+++ Provided entries

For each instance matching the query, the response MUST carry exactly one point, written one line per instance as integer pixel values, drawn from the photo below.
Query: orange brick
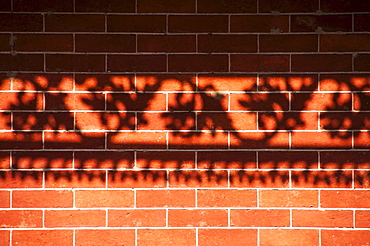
(344, 238)
(227, 198)
(104, 198)
(226, 237)
(266, 179)
(226, 160)
(105, 237)
(165, 198)
(291, 237)
(211, 178)
(259, 218)
(42, 237)
(4, 199)
(173, 237)
(75, 179)
(20, 218)
(137, 218)
(137, 179)
(74, 218)
(326, 218)
(288, 198)
(322, 179)
(42, 199)
(345, 199)
(197, 218)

++++++

Given instruction – Format the lines of these records as a Markdown table with two columns, Row for the row number and Line for the line itself, skipping any blank lines. Leave the pictures out of the table.

Correct answer –
| Row | Line |
|---|---|
| 1 | For each instance matching the query, the response MUST carry exactly one point, written one line per instance as integer pixel values, drawn from the photo below. |
| 2 | Query: orange brick |
| 3 | (344, 238) |
| 4 | (227, 198) |
| 5 | (104, 198) |
| 6 | (226, 237) |
| 7 | (266, 179) |
| 8 | (226, 160) |
| 9 | (105, 237) |
| 10 | (165, 198) |
| 11 | (291, 237) |
| 12 | (211, 178) |
| 13 | (259, 218) |
| 14 | (42, 237) |
| 15 | (4, 199) |
| 16 | (173, 237) |
| 17 | (75, 179) |
| 18 | (20, 218) |
| 19 | (137, 218) |
| 20 | (137, 179) |
| 21 | (74, 218) |
| 22 | (326, 218) |
| 23 | (288, 198) |
| 24 | (322, 179) |
| 25 | (42, 199) |
| 26 | (345, 199) |
| 27 | (197, 218) |